BEGIN Text extract
# Need Help on Wine Rack Plans



## Ryan2383 (Oct 8, 2014)

Hello, I found the following wine rack through an image search and am trying to develop plans for it.

The site says the rack is about 8" wide and 3' long.

1. What size board would you use for the back? I was thinking either a 1x8 or 1x12?

2. What size for the shelves? 2x4 or 2x6?










Thanks!


----------



## Maylar (Sep 3, 2013)

A 1x8 will be 7-1/2" wide which should be OK. 2x4 would be OK for shelves, assuming the thing is attached to a wall. If it's free standing I would do 2x6 or bigger otherwise it'll be tippy. I assume that the other side has more shelves?


----------



## Black540i (Jan 4, 2013)

A 1x8 is 7-1/4", not 7-1/2. That entire project was done with a 1x8. The weight of the bottles will keep it balanced, unless your floor is really crooked.
END Text extract
• Prompt
Copy out the whole wine rack thread above word for word, from its title through the last reply.
BEGIN Dataset excerpt
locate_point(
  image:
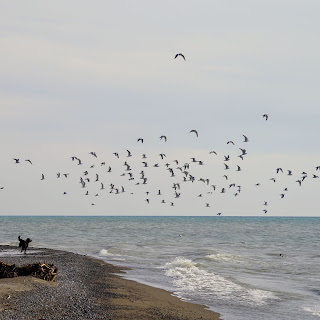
END Dataset excerpt
• Answer to the exercise
# Need Help on Wine Rack Plans



## Ryan2383 (Oct 8, 2014)

Hello, I found the following wine rack through an image search and am trying to develop plans for it.

The site says the rack is about 8" wide and 3' long.

1. What size board would you use for the back? I was thinking either a 1x8 or 1x12?

2. What size for the shelves? 2x4 or 2x6?










Thanks!


----------



## Maylar (Sep 3, 2013)

A 1x8 will be 7-1/2" wide which should be OK. 2x4 would be OK for shelves, assuming the thing is attached to a wall. If it's free standing I would do 2x6 or bigger otherwise it'll be tippy. I assume that the other side has more shelves?


----------



## Black540i (Jan 4, 2013)

A 1x8 is 7-1/4", not 7-1/2. That entire project was done with a 1x8. The weight of the bottles will keep it balanced, unless your floor is really crooked.